WRITTEN INSTRUCTION 1:
Find every row that contains the string "hair" and copy each of those rows in full.

ARTICLE:
● ● ●

The first uses of any type of coal dates back to at least the Bronze Age. Coal was in common use during the Middle Ages, with monks using coal to make some of their famous ironwork, but England's King Edward I (reigned 1239–1307) imposed the death penalty upon anyone caught using coal because it was believed to give off "poisonous odours." This bias against coal continued for two centuries, into the reign of Queen Elizabeth I (reigned 1533–1603).
Once the brick fireplace had been perfected, helping to prevent the escape of heavy smoke and fumes into dwellings, it was possible to burn coal for warmth and cooking. The first discovery of coal in this country, in 1673 near present-day Utica, Illinois, was credited to explorers Louis Joliet and Jacques Marquette. For more than a century after William Penn established his colony, in 1681, soft coal was imported into Pennsylvania, first from England, and later, after 1745, from Virginia.
Once investors and entrepreneurs believed in the potential of anthracite, they hired professional prospectors and geologists who used hand augers to drill as deep as sixty feet for core samples. Percussion drills and steam-powered drills later gave companies a picture of the coal seams below. By the 1880s, diamond bit drills were used and in the early 1900s, the Calyx Drill, using steel teeth, or thousands of tiny steel shot, enhanced the ability to cut through rock in search of coal. Examples of this equipment, descriptions of how it worked, and actual core samples are on display at the Museum of Anthracite Mining.

● ● ●

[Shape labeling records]
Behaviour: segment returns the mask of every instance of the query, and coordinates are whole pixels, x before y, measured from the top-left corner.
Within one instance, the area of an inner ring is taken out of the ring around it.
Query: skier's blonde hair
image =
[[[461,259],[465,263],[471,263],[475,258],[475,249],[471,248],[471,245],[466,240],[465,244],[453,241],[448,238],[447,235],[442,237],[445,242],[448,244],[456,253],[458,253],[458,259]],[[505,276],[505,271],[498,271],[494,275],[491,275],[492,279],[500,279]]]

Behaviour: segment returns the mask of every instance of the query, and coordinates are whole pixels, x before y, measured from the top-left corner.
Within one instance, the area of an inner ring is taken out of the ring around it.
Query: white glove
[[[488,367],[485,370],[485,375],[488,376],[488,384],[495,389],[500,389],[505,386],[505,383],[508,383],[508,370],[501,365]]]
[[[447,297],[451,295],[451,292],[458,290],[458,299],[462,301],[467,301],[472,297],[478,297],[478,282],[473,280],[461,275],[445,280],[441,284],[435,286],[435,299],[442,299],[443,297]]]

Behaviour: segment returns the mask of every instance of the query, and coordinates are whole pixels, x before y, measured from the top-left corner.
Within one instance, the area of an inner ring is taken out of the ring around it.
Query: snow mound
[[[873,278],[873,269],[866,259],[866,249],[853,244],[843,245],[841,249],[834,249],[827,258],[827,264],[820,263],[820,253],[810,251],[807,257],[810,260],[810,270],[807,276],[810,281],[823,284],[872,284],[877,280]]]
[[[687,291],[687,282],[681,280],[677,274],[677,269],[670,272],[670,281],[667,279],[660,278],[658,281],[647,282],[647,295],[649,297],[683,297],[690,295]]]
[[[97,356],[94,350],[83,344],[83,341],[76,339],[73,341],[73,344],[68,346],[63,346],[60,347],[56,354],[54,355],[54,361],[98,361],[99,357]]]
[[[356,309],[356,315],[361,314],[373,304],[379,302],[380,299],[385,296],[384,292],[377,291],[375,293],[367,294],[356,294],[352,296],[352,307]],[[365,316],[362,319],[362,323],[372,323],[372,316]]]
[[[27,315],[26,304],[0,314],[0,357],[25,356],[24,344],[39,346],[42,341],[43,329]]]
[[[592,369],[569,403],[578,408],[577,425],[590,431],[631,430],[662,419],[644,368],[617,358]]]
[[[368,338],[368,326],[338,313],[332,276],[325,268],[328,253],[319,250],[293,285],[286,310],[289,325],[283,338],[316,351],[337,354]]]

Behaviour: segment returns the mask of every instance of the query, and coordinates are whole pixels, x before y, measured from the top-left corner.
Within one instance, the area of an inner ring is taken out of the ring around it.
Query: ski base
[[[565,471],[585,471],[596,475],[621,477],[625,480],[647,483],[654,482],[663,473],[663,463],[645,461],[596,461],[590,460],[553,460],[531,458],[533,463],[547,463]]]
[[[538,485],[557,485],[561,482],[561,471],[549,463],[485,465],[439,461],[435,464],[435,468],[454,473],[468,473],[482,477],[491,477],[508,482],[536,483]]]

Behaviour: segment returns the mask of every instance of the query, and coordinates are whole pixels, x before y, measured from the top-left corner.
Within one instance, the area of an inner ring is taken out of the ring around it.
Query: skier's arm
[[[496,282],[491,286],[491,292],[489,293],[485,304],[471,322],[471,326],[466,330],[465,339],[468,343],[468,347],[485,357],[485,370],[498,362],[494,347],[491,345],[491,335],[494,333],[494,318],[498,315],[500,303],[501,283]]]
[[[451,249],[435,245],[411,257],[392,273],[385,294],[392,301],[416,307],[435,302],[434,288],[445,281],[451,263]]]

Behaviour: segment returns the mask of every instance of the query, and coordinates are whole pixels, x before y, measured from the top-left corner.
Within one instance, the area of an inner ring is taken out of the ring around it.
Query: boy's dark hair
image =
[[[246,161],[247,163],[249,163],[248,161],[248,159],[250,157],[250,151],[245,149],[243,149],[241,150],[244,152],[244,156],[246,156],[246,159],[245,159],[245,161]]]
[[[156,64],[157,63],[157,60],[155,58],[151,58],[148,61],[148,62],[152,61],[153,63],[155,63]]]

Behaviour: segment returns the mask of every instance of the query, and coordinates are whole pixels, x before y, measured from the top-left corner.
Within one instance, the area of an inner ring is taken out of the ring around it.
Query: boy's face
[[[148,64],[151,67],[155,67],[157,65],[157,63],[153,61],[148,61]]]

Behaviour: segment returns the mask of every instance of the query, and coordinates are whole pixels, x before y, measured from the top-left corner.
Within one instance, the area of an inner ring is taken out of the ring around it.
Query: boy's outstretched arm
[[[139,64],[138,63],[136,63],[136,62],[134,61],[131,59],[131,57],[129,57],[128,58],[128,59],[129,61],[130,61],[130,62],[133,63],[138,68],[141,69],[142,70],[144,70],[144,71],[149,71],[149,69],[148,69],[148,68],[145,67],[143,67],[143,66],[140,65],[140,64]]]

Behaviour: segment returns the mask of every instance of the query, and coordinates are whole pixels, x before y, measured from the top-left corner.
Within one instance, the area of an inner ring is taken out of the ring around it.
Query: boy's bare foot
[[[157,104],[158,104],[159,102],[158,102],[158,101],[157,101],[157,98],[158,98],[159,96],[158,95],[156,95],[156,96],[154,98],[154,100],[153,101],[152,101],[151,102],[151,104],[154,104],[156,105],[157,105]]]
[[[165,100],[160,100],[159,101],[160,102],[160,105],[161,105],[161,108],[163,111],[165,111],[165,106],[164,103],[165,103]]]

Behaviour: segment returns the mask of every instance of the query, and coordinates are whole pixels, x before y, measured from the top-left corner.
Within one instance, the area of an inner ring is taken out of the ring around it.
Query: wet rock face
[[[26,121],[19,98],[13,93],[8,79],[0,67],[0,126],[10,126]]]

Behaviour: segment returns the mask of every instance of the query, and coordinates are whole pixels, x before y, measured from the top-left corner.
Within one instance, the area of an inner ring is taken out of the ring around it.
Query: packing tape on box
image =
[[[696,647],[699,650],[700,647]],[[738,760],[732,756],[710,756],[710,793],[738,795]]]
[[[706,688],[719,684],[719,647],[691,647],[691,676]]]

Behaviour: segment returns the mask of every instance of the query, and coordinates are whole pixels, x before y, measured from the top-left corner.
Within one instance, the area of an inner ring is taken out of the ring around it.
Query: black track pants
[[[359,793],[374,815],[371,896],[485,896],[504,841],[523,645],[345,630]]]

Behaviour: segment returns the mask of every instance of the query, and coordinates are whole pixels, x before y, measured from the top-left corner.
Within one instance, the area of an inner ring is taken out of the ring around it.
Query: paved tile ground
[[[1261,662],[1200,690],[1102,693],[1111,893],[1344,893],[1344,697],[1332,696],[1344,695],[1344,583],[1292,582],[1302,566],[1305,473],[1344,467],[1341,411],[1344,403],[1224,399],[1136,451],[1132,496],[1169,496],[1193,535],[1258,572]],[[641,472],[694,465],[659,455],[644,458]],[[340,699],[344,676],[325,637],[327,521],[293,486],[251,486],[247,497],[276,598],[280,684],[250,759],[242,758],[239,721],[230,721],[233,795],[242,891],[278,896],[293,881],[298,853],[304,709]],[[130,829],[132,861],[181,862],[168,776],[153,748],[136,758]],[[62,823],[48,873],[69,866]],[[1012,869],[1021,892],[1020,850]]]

● ● ●

WRITTEN INSTRUCTION 2:
Answer the following questions using the coal passage above.
(a) Which English king imposed the death penalty on anyone caught using coal?
(b) Which explorers were credited with the first discovery of coal in this country?
(c) What did the Calyx Drill use to cut through rock?

RESULT 1:
Query: skier's blonde hair
Query: boy's dark hair

RESULT 2:
(a) King Edward I.
(b) Louis Joliet and Jacques Marquette.
(c) Steel teeth, or thousands of tiny steel shot.